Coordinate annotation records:
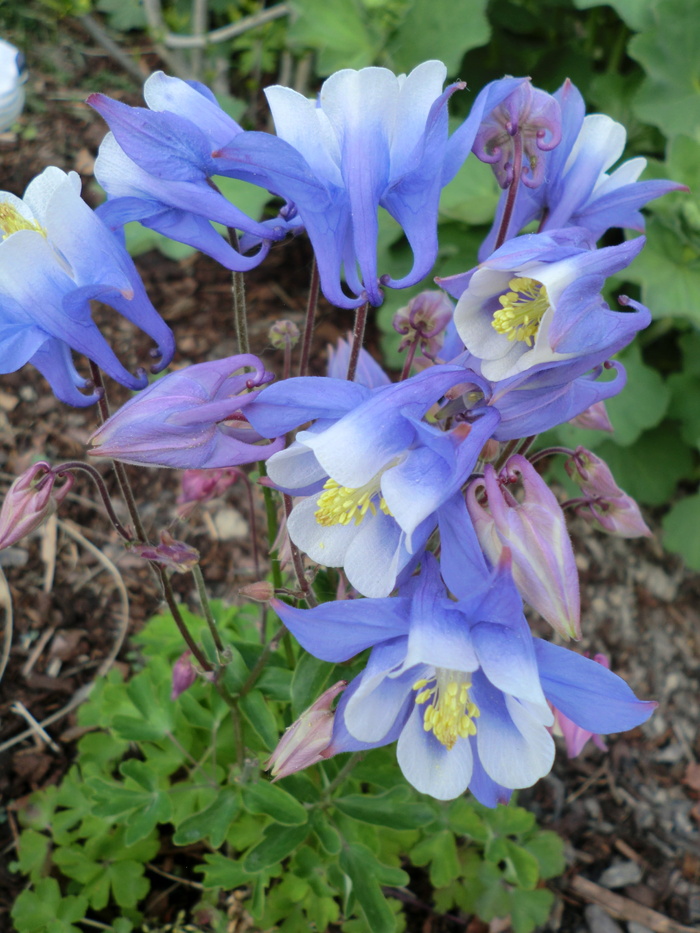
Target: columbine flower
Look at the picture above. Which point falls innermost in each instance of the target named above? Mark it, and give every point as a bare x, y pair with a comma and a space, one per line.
372, 472
157, 163
578, 191
55, 256
190, 419
536, 301
462, 686
306, 740
526, 124
30, 500
534, 530
13, 75
370, 139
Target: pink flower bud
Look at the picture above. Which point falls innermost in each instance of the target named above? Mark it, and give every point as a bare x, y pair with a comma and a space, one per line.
283, 334
594, 418
184, 675
176, 555
306, 739
544, 567
423, 320
29, 501
575, 736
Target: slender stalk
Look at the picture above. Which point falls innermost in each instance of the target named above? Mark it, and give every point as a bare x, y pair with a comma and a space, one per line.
304, 584
206, 608
512, 191
358, 336
310, 320
96, 477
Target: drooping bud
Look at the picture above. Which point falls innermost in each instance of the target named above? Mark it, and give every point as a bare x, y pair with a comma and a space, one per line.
423, 321
530, 114
176, 555
544, 567
190, 419
261, 591
283, 334
29, 501
184, 675
575, 736
198, 486
306, 739
594, 418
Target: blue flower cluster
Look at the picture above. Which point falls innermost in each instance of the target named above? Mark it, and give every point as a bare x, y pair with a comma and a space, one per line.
407, 486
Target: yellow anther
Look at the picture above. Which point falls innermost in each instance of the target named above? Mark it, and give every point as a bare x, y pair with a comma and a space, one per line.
451, 713
11, 221
339, 505
522, 310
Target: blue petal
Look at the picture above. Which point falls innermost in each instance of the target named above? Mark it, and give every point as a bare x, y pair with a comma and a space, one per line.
587, 693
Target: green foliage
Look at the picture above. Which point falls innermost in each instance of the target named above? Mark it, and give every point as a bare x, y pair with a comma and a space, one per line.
304, 853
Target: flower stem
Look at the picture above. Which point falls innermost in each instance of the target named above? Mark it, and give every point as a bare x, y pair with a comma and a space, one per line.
512, 191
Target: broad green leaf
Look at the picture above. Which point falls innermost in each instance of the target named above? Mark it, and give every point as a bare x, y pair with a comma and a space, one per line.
428, 31
530, 909
366, 888
681, 530
650, 470
257, 712
308, 682
277, 843
389, 809
213, 822
548, 849
668, 51
274, 802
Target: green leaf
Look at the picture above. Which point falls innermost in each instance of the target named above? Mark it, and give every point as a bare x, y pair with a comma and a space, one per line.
360, 870
257, 712
212, 822
681, 530
309, 679
277, 844
274, 802
389, 809
668, 51
530, 909
428, 31
548, 849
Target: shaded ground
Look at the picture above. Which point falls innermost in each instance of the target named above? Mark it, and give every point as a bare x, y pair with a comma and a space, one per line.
629, 817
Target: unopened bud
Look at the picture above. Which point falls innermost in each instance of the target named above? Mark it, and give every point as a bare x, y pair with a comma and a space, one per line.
283, 334
306, 739
184, 675
176, 555
29, 501
262, 591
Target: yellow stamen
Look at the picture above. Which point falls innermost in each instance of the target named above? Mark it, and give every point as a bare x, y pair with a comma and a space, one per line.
521, 310
340, 505
451, 712
11, 221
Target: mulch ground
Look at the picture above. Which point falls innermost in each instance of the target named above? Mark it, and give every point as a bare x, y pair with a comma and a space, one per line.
629, 817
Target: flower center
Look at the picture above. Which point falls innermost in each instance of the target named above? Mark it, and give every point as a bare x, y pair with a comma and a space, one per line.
450, 714
11, 221
340, 505
521, 310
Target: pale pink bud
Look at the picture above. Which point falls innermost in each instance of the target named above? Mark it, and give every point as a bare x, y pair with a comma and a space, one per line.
29, 501
261, 591
544, 567
283, 334
594, 418
199, 486
176, 555
574, 736
306, 739
184, 675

▸ What is needed:
Send back the data above word for word, with the pictures left out.

▸ Written solution:
Target: columbine flower
Look at the picture above. Which point falls innermost in each instance of the target named above? Mark it, and give every point as a bare x, y pair with a comma and a space, one per line.
372, 472
157, 163
578, 191
55, 256
190, 419
536, 301
462, 686
306, 740
526, 124
30, 500
534, 530
13, 75
370, 139
Target: pink flower bud
Look at the picture above. Which point falls innermost in each instance of the target named above? Mark it, and give every point as a bare x, y pair with a comma and a space, one per line.
283, 334
594, 418
184, 675
176, 555
306, 739
544, 567
423, 320
29, 501
575, 736
Target: slender stalk
Look at the picture above. Which point falls innermost in each instance of the target named above? Mark it, and give every point as a bare x, y pair with a comma and a space, one per line.
304, 584
206, 608
512, 191
358, 336
310, 320
96, 477
Target: drooping bud
Look at the picture above. Which point falls innermost in each instance of the target named above? Mark it, and give every point as a bare x, y pair with a comma and a space, one per line.
423, 321
530, 114
176, 555
544, 567
190, 419
261, 591
283, 334
29, 501
184, 675
575, 736
198, 486
306, 739
594, 418
Target: blue flower cluster
Look at the picture above. Which point falls innermost in each instance of the target named above? Mark it, and give every point as a bare x, y pair with a comma and a space, one per line.
407, 486
Target: yellow anther
Look at the picture above. Which point falls innermost in each instance of the target named above? Mark it, and give every point as a bare x, y pair with a comma and a space, one per line.
451, 713
11, 221
339, 505
522, 310
Target: blue petal
Look at the picture above. Which point falls innermost in each instance of the target named above? Mark it, and give every point as a bare x, y pair with a comma and a space, one per line.
587, 693
Target: green foliage
Look at the picture above. Which point falls innermost in each instance of the target named above? Mark it, and give every point as a bare x, y pair with a comma and a space, one per line.
304, 853
Target: flower stem
Look at the picture above. Which point falls innermost in each instance of the target named above? Mark it, and give every point as a bare x, y pair with a comma and a space, one per line.
512, 191
Target: broad green leaf
Look at the picture above. Which point falls innermost in each instance of the target named above? Mark it, and give every point as a bare x, y pair with a comma and a space, one per line.
428, 31
530, 909
366, 888
681, 530
650, 470
257, 712
308, 682
277, 843
389, 809
213, 822
548, 849
668, 51
274, 802
Target: green leaf
Look at the picture above. Which point falls innermost in each instance of the target named above? Mark it, and give every point as a bare x, y pair with a comma and a space, one per line.
360, 870
257, 712
212, 822
681, 530
309, 679
277, 844
274, 802
389, 809
668, 51
530, 909
428, 31
548, 849
Target: shaded ground
Look at the picture above. Which point falls innermost in each instance of the target named above? Mark it, and give every point as a bare x, y pair with a comma and a space, one per line.
629, 817
Target: unopened bud
Look at the picture above. Which point falls innermost in each instance of the target named above? Mark it, and give every point as a bare x, y pair with a comma and a space, one per line.
283, 334
306, 739
184, 675
176, 555
29, 501
262, 591
Target: yellow stamen
Look at the picture above. Which point falls innermost in each instance of the target named above? Mark it, and give every point as a bare x, y pair with a comma and a space, one per line.
521, 310
340, 505
451, 712
11, 221
Target: mulch ground
Look at the picture above. Which point falls innermost in each instance of the target named above? Mark it, and give every point as a bare x, y pair with a comma and a space, one per line.
629, 817
Target: flower center
Look at the picture above. Which point falls innermost in each instance of the target named above? Mark it, and give every point as a bare x, y pair with a comma and a space, one per line.
450, 714
11, 221
340, 505
521, 310
Target: pale pink bud
Look at the picture above. Which point falls innermost in each instance of the target named above? Mark it, and give every point as a bare x, y pair with a comma and a space, one per line.
29, 501
261, 591
544, 567
283, 334
594, 418
199, 486
176, 555
574, 736
306, 739
184, 675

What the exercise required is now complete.